### Passage

Both Delhi and Mumbai are adding fewer Covid-19 patients than they did a month ago; they reported around 1,000 patients each every day in August as compared to 1,200 for Mumbai and 1,600 for Delhi in July. They also seem to have relatively high recovery rates; Mumbai has a recovery rate of 81% while for Delhi it is 89%. But their patients seem to be more critically ill than in other parts of the country.
At its briefing last week, the health ministry said 15% of the country’s patients needed hospitalisation whereas data from daily bulletins show 28.8% of active cases in Delhi are hospitalised while for Mumbai, the number is 36.7%.
In the case of critical cases too, both cities seem to buck the national trend. While nationally 1.9% of patients need to be in ICUs, the number is 6.6% for Delhi and 6.3% for Mumbai. Similarly, for ventilator care, while the national average is 0.3%, it is 3.3% for Delhi. Mumbai and Pune also had high rates for those requiring ventilator care at 4.2% and 3.2% respectively.
This may also be the reason that Delhi, Mumbai and Pune have higher death rates than the national average. On August 30, India had a case fatality rate of 1.8%. Delhi, Mumbai and Pune, on the other hand, had a case fatality rate of 2.6%, 5.3% and 2.4% respectively. It is not clear why cities that are known to have better health infrastructure should have a higher number of critical patients.

### What to work on
Condense the paragraph of the Covid-19 passage beginning "In the case of critical cases too" into a short bulleted list that keeps all of its figures. The stored data that comes next is not required for the task on this passage.

Stored data:
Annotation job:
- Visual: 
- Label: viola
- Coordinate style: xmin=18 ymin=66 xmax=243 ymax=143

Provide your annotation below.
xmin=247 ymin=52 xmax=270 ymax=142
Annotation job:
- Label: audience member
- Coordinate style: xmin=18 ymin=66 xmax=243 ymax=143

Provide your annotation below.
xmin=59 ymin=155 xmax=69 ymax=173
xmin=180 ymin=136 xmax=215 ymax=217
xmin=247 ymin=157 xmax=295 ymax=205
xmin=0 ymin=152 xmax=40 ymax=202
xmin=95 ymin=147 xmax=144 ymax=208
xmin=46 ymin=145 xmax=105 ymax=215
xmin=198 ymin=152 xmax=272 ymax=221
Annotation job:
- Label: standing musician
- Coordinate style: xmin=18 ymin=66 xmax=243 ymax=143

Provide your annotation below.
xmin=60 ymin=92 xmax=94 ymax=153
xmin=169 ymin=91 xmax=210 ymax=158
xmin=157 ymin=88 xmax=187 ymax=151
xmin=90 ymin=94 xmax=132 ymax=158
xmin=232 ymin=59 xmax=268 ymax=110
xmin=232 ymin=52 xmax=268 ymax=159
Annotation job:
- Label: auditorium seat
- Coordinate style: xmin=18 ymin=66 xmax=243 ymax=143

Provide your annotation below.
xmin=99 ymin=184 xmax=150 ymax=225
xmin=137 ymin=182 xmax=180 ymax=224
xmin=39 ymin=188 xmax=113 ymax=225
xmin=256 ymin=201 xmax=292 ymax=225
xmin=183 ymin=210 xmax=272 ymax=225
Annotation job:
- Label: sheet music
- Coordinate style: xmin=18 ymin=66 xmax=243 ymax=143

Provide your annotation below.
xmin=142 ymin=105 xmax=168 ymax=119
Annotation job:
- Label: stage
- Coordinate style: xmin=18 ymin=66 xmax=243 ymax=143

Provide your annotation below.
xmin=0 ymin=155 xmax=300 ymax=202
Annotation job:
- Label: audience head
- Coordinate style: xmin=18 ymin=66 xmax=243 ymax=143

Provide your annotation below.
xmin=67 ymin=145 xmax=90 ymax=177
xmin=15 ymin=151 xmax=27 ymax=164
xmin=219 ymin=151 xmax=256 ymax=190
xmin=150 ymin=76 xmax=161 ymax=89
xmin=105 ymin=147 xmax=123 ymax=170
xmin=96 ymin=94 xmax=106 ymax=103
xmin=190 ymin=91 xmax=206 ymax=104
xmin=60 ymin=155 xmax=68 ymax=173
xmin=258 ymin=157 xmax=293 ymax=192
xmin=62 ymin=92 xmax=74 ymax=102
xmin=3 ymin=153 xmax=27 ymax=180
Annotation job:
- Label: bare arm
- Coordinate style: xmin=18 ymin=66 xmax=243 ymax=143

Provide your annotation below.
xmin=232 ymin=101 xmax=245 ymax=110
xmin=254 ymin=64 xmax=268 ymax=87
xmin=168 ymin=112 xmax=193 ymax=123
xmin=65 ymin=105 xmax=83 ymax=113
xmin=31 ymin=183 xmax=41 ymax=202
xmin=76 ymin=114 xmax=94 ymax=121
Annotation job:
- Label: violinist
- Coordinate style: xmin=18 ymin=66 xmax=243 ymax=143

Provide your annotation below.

### Exercise output
- Delhi and Mumbai go against the national trend in critical cases.
- ICU care: 1.9% of patients nationally, 6.6% in Delhi, 6.3% in Mumbai.
- Ventilator care: 0.3% nationally, 3.3% in Delhi, 4.2% in Mumbai, 3.2% in Pune.